WORK INSTRUCTIONS:
From the items below, copy out unchanged every line from the one containing "target: <item>athletic shoe</item>" through the one containing "188), (167, 186)]", including both of those lines.

------------

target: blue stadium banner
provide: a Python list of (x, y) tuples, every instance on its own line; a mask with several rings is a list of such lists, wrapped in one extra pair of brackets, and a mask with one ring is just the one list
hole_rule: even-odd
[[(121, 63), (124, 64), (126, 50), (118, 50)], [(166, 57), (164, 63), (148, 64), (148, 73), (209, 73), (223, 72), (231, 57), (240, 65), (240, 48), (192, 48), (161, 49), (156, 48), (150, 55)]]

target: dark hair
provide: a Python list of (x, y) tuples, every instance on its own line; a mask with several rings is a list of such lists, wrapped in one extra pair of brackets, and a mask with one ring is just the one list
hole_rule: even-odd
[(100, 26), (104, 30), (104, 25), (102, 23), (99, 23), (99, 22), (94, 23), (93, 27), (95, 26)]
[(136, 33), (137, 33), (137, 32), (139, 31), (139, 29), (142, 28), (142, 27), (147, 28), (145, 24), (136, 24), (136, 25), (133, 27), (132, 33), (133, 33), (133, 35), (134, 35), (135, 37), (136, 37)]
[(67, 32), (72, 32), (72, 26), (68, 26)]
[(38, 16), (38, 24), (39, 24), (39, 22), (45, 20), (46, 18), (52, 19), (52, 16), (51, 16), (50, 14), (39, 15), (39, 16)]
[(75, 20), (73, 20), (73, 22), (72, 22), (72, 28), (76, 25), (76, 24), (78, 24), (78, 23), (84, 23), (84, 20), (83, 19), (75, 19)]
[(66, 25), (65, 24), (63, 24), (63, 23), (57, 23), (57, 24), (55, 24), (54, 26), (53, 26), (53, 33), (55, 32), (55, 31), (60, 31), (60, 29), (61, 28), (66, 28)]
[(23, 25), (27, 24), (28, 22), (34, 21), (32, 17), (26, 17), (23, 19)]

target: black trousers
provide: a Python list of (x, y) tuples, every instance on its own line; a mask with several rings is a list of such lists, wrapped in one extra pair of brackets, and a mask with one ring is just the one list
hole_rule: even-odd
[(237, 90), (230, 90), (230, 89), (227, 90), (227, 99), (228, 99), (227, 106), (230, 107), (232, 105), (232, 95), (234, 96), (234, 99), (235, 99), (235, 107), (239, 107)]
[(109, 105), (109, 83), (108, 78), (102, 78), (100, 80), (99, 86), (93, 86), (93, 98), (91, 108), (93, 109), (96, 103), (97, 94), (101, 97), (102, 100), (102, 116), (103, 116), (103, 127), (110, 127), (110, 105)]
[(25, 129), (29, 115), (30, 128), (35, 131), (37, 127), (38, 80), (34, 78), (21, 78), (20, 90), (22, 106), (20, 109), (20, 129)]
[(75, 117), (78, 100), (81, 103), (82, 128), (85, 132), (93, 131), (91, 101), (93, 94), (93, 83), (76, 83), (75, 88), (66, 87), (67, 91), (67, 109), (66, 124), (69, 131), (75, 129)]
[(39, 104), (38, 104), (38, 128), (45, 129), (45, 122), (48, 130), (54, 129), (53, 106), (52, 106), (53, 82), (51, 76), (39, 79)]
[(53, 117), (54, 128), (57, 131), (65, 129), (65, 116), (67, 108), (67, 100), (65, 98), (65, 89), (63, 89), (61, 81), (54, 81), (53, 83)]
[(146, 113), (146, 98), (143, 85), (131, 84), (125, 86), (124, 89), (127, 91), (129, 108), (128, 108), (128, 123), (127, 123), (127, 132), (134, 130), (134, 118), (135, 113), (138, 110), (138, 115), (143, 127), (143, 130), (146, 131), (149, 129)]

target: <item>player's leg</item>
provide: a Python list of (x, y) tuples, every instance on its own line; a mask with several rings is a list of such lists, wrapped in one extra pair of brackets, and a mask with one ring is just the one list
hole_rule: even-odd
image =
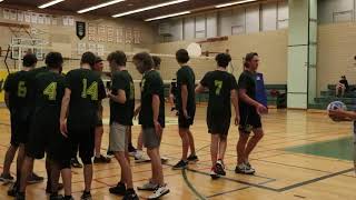
[(182, 112), (179, 114), (178, 119), (178, 127), (179, 127), (179, 137), (181, 139), (181, 159), (178, 161), (177, 164), (172, 167), (174, 170), (179, 170), (187, 168), (188, 166), (188, 150), (189, 150), (189, 126), (186, 123), (187, 120), (182, 116)]
[(192, 136), (190, 129), (188, 129), (187, 136), (188, 136), (189, 148), (190, 148), (190, 154), (189, 154), (189, 157), (187, 159), (188, 159), (189, 162), (198, 161), (199, 159), (198, 159), (198, 157), (196, 154), (196, 146), (195, 146), (195, 142), (194, 142), (194, 136)]
[[(95, 128), (90, 128), (87, 131), (78, 132), (76, 134), (79, 141), (79, 157), (83, 163), (83, 177), (85, 177), (85, 191), (81, 199), (91, 198), (91, 182), (92, 182), (92, 157), (95, 148)], [(86, 136), (86, 137), (82, 137)]]

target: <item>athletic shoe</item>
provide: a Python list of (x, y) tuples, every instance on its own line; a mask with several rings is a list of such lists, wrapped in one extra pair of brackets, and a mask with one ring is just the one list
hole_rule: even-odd
[(136, 153), (134, 154), (135, 162), (140, 163), (140, 162), (148, 162), (150, 161), (149, 158), (147, 158), (142, 151), (137, 150)]
[(111, 159), (102, 154), (100, 154), (100, 157), (93, 158), (93, 163), (110, 163), (110, 162), (111, 162)]
[(138, 198), (137, 193), (135, 192), (135, 190), (130, 189), (125, 192), (122, 200), (139, 200), (139, 198)]
[(188, 161), (180, 160), (176, 166), (174, 166), (174, 170), (186, 169), (188, 167)]
[(188, 160), (189, 162), (197, 162), (197, 161), (199, 161), (199, 159), (198, 159), (198, 157), (197, 157), (196, 154), (190, 154), (190, 156), (187, 158), (187, 160)]
[(218, 179), (220, 176), (216, 172), (216, 167), (212, 167), (210, 170), (211, 179)]
[(13, 177), (11, 177), (11, 174), (1, 173), (0, 181), (8, 183), (8, 182), (13, 182), (14, 179), (13, 179)]
[(79, 162), (77, 157), (70, 159), (70, 166), (73, 168), (82, 168), (82, 164)]
[[(18, 184), (17, 183), (12, 183), (8, 190), (8, 196), (10, 197), (17, 197), (17, 193), (19, 191)], [(23, 197), (24, 198), (24, 197)]]
[(91, 200), (91, 193), (83, 191), (80, 199), (81, 200)]
[[(63, 183), (58, 183), (58, 191), (62, 190), (65, 188)], [(47, 187), (46, 187), (46, 193), (51, 193), (51, 186), (50, 183), (47, 183)]]
[(161, 186), (159, 188), (157, 188), (157, 190), (149, 196), (147, 199), (159, 199), (164, 196), (166, 196), (167, 193), (169, 193), (169, 189), (167, 188), (167, 186)]
[(254, 174), (255, 170), (246, 166), (245, 163), (241, 163), (239, 166), (236, 166), (235, 168), (236, 173), (244, 173), (244, 174)]
[(14, 200), (24, 200), (24, 192), (18, 192), (16, 196), (14, 196)]
[(215, 168), (216, 168), (216, 172), (217, 172), (219, 176), (226, 176), (225, 166), (224, 166), (222, 160), (219, 159), (219, 160), (216, 162)]
[(62, 200), (63, 196), (62, 194), (50, 194), (49, 200)]
[(138, 190), (146, 190), (146, 191), (155, 191), (155, 190), (157, 190), (157, 188), (158, 188), (158, 184), (152, 183), (150, 181), (145, 183), (141, 187), (137, 187)]
[(44, 178), (40, 177), (38, 174), (36, 174), (34, 172), (32, 172), (29, 177), (29, 179), (27, 180), (27, 183), (29, 184), (34, 184), (34, 183), (39, 183), (39, 182), (43, 182)]
[(116, 187), (109, 188), (109, 192), (118, 196), (125, 196), (126, 186), (122, 182), (119, 182)]

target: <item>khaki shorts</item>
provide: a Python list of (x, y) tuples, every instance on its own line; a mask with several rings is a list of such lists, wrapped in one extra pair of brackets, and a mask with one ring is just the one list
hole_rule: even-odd
[(113, 152), (128, 151), (128, 130), (130, 127), (113, 122), (110, 126), (109, 150)]

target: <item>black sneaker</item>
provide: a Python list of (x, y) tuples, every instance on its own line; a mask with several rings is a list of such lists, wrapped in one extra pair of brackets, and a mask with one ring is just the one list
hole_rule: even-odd
[(27, 180), (27, 183), (29, 184), (34, 184), (34, 183), (39, 183), (39, 182), (43, 182), (44, 178), (40, 177), (38, 174), (36, 174), (34, 172), (32, 172), (29, 177), (29, 179)]
[(91, 193), (83, 191), (80, 199), (81, 200), (91, 200)]
[(186, 169), (188, 167), (188, 161), (180, 160), (176, 166), (172, 167), (174, 170)]
[[(63, 183), (58, 183), (58, 191), (62, 190), (65, 188)], [(46, 193), (51, 193), (52, 192), (52, 187), (50, 183), (47, 183), (46, 187)]]
[(17, 183), (13, 183), (10, 186), (9, 190), (8, 190), (8, 196), (10, 197), (17, 197), (17, 193), (19, 191), (19, 187)]
[(139, 198), (138, 198), (138, 196), (137, 196), (137, 193), (135, 192), (134, 189), (127, 190), (125, 192), (123, 198), (122, 198), (122, 200), (138, 200), (138, 199)]
[(196, 154), (190, 154), (190, 156), (187, 158), (187, 160), (188, 160), (189, 162), (197, 162), (197, 161), (199, 161), (199, 159), (198, 159), (198, 157), (197, 157)]
[(49, 200), (62, 200), (65, 197), (62, 194), (58, 194), (58, 193), (52, 193), (49, 197)]
[(24, 192), (18, 192), (16, 196), (14, 196), (14, 200), (24, 200)]
[(126, 186), (122, 182), (119, 182), (116, 187), (109, 188), (109, 192), (117, 196), (125, 196)]
[(82, 168), (82, 164), (79, 162), (77, 157), (70, 159), (70, 166), (73, 168)]
[(11, 174), (1, 173), (0, 181), (4, 182), (4, 183), (8, 183), (8, 182), (13, 182), (14, 179), (13, 179), (13, 177)]
[(99, 158), (95, 157), (93, 159), (93, 163), (110, 163), (110, 162), (111, 162), (111, 159), (102, 154), (100, 154)]

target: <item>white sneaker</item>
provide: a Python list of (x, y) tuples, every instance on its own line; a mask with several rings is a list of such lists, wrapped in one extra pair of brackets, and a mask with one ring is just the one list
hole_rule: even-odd
[(134, 157), (135, 157), (135, 162), (136, 162), (136, 163), (150, 161), (150, 159), (146, 157), (146, 154), (144, 153), (144, 151), (137, 151), (137, 152), (134, 154)]
[(167, 193), (169, 193), (169, 189), (167, 188), (167, 186), (161, 186), (157, 188), (157, 190), (151, 196), (149, 196), (148, 199), (159, 199)]

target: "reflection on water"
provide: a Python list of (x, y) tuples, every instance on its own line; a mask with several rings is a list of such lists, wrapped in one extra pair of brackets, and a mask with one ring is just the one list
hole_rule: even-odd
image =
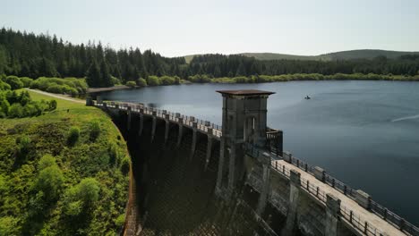
[[(274, 91), (268, 123), (285, 149), (419, 224), (419, 82), (297, 81), (146, 88), (102, 94), (221, 123), (219, 89)], [(304, 99), (305, 96), (311, 99)]]

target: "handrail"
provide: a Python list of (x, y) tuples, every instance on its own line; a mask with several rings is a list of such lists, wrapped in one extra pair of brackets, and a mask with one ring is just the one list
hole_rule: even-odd
[[(167, 112), (167, 111), (163, 112), (162, 110), (159, 110), (159, 109), (157, 109), (157, 108), (154, 108), (154, 107), (146, 106), (143, 104), (133, 104), (133, 103), (132, 103), (130, 105), (130, 104), (127, 104), (127, 103), (118, 103), (118, 102), (111, 102), (110, 104), (107, 104), (107, 102), (98, 103), (97, 101), (93, 101), (93, 105), (96, 105), (96, 106), (104, 106), (104, 104), (107, 105), (107, 107), (115, 108), (116, 105), (117, 105), (119, 109), (128, 110), (128, 107), (130, 107), (130, 109), (132, 111), (133, 110), (133, 111), (136, 111), (136, 112), (141, 112), (141, 110), (139, 109), (139, 107), (140, 107), (140, 108), (141, 108), (143, 110), (143, 113), (146, 114), (153, 115), (153, 113), (155, 112), (156, 115), (158, 117), (161, 117), (161, 118), (165, 118), (165, 114), (169, 114), (169, 120), (175, 121), (175, 122), (179, 122), (179, 120), (178, 120), (178, 118), (176, 116), (176, 114), (171, 113), (171, 112)], [(183, 124), (192, 127), (193, 122), (196, 122), (197, 123), (197, 129), (202, 131), (203, 132), (208, 132), (208, 129), (211, 128), (212, 129), (212, 133), (211, 133), (212, 135), (214, 135), (215, 137), (218, 137), (218, 138), (220, 138), (222, 136), (222, 126), (220, 126), (220, 125), (218, 125), (218, 124), (207, 122), (207, 121), (196, 119), (193, 116), (187, 116), (187, 115), (184, 115), (184, 114), (180, 114), (179, 118), (183, 119), (183, 122), (182, 122)], [(270, 136), (273, 137), (278, 132), (278, 131), (267, 127), (267, 135), (268, 135), (268, 137), (270, 137)], [(246, 151), (250, 152), (250, 154), (252, 156), (259, 157), (259, 156), (261, 156), (261, 155), (262, 155), (261, 151), (259, 148), (253, 147), (250, 143), (244, 144), (244, 148), (245, 148)], [(278, 153), (274, 151), (274, 150), (276, 150), (275, 147), (271, 147), (269, 149), (273, 151), (273, 152), (270, 152), (272, 155), (276, 156), (278, 158), (284, 159), (284, 157), (283, 157), (284, 154), (278, 154)], [(298, 167), (299, 169), (301, 169), (301, 170), (303, 170), (303, 171), (304, 171), (304, 172), (306, 172), (306, 173), (310, 173), (312, 175), (314, 175), (314, 173), (313, 173), (314, 166), (309, 164), (308, 163), (305, 163), (303, 160), (295, 158), (294, 156), (288, 156), (288, 157), (289, 157), (289, 163), (290, 164), (292, 164), (293, 165)], [(276, 167), (275, 167), (275, 169), (276, 169)], [(286, 175), (286, 177), (289, 177), (289, 170), (286, 170), (286, 169), (284, 169), (284, 170), (276, 169), (276, 170), (277, 171), (282, 171), (282, 172), (280, 172), (282, 174)], [(340, 191), (344, 195), (347, 196), (349, 198), (352, 198), (354, 200), (355, 199), (356, 190), (355, 189), (349, 187), (348, 185), (339, 181), (338, 180), (337, 180), (333, 176), (331, 176), (331, 175), (329, 175), (328, 173), (325, 173), (324, 174), (324, 182), (326, 184), (331, 186), (335, 190)], [(313, 190), (313, 188), (314, 188), (313, 186), (311, 186), (311, 184), (309, 183), (309, 184), (306, 184), (305, 188), (304, 188), (304, 184), (302, 184), (302, 187), (304, 190), (306, 190), (309, 193), (311, 193), (312, 195), (312, 190)], [(326, 195), (323, 194), (322, 191), (320, 190), (318, 188), (315, 189), (315, 190), (316, 190), (315, 197), (317, 198), (319, 198), (321, 201), (325, 202)], [(402, 217), (398, 216), (397, 214), (389, 211), (389, 209), (387, 209), (386, 207), (381, 206), (380, 204), (378, 204), (377, 202), (375, 202), (373, 200), (371, 200), (371, 211), (373, 214), (375, 214), (376, 215), (378, 215), (378, 216), (381, 217), (382, 219), (384, 219), (386, 222), (389, 222), (391, 224), (395, 225), (400, 231), (402, 231), (404, 232), (407, 232), (407, 233), (409, 233), (411, 235), (419, 236), (419, 228), (418, 227), (415, 226), (411, 223), (406, 221)], [(359, 216), (356, 216), (352, 211), (348, 212), (346, 208), (342, 208), (342, 206), (341, 206), (341, 214), (354, 226), (355, 226), (358, 230), (363, 232), (364, 233), (366, 233), (366, 234), (370, 233), (372, 235), (380, 235), (380, 234), (377, 234), (379, 232), (379, 231), (376, 228), (374, 228), (373, 226), (372, 226), (371, 224), (367, 223), (366, 222), (364, 222), (363, 224), (361, 223), (361, 220), (359, 219)], [(358, 219), (356, 219), (356, 217), (358, 217)]]
[[(257, 158), (262, 156), (263, 153), (266, 153), (265, 151), (261, 150), (260, 148), (252, 146), (250, 143), (244, 144), (244, 148), (248, 154)], [(284, 159), (283, 156), (280, 156), (275, 153), (270, 154), (277, 156), (278, 159)], [(273, 164), (272, 160), (275, 159), (270, 158), (270, 160), (271, 167), (273, 169), (278, 171), (282, 175), (289, 178), (290, 170), (288, 170), (288, 168), (286, 168), (285, 165), (282, 165), (281, 167), (281, 164), (278, 164), (277, 162), (275, 162), (275, 164)], [(288, 163), (312, 175), (314, 175), (314, 167), (298, 158), (291, 156), (290, 161)], [(310, 183), (304, 178), (300, 178), (300, 180), (301, 187), (303, 189), (306, 190), (311, 195), (316, 197), (321, 202), (326, 203), (326, 194), (321, 190), (320, 190), (319, 187), (314, 186), (312, 183)], [(346, 185), (345, 183), (338, 181), (334, 177), (329, 174), (325, 174), (325, 183), (331, 186), (335, 190), (340, 191), (341, 193), (345, 194), (349, 198), (355, 200), (355, 193), (356, 192), (356, 190)], [(395, 213), (388, 210), (387, 208), (383, 207), (375, 201), (372, 200), (371, 210), (373, 214), (377, 215), (378, 216), (386, 220), (388, 223), (390, 223), (394, 226), (398, 227), (400, 231), (415, 236), (419, 235), (419, 229), (416, 226), (406, 222)], [(368, 223), (367, 221), (363, 221), (359, 215), (355, 215), (352, 210), (348, 210), (345, 206), (340, 206), (340, 213), (346, 220), (347, 220), (352, 225), (354, 225), (356, 229), (363, 232), (363, 233), (367, 235), (383, 235), (382, 232), (372, 226), (371, 223)]]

------------

ANSWER IN FULL:
target: <item>athletic shoe</item>
provide: a Python list of (x, y) tuples, every instance on its own line; a mask with several rings is a list of such lists, wrapped in one extra pair of brackets, and a mask with one ring is just the one list
hole_rule: even-odd
[(136, 153), (134, 154), (135, 162), (140, 163), (140, 162), (148, 162), (150, 161), (149, 158), (147, 158), (142, 151), (137, 150)]
[(111, 159), (102, 154), (100, 154), (100, 157), (93, 158), (93, 163), (110, 163), (110, 162), (111, 162)]
[(138, 198), (137, 193), (135, 192), (135, 190), (130, 189), (125, 192), (122, 200), (139, 200), (139, 198)]
[(188, 161), (180, 160), (176, 166), (174, 166), (174, 170), (186, 169), (188, 167)]
[(188, 160), (189, 162), (197, 162), (197, 161), (199, 161), (199, 159), (198, 159), (198, 157), (197, 157), (196, 154), (190, 154), (190, 156), (187, 158), (187, 160)]
[(218, 179), (220, 176), (216, 172), (216, 167), (212, 167), (210, 170), (211, 179)]
[(13, 177), (11, 177), (11, 174), (1, 173), (0, 181), (8, 183), (8, 182), (13, 182), (14, 179), (13, 179)]
[(79, 162), (77, 157), (70, 159), (70, 166), (73, 168), (82, 168), (82, 164)]
[[(18, 184), (17, 183), (12, 183), (8, 190), (8, 196), (10, 197), (17, 197), (17, 193), (19, 191)], [(23, 197), (24, 198), (24, 197)]]
[(91, 200), (91, 193), (83, 191), (80, 199), (81, 200)]
[[(63, 183), (58, 183), (58, 191), (62, 190), (65, 188)], [(47, 187), (46, 187), (46, 193), (51, 193), (51, 186), (50, 183), (47, 183)]]
[(161, 186), (159, 188), (157, 188), (157, 190), (149, 196), (147, 199), (159, 199), (164, 196), (166, 196), (167, 193), (169, 193), (169, 189), (167, 188), (167, 186)]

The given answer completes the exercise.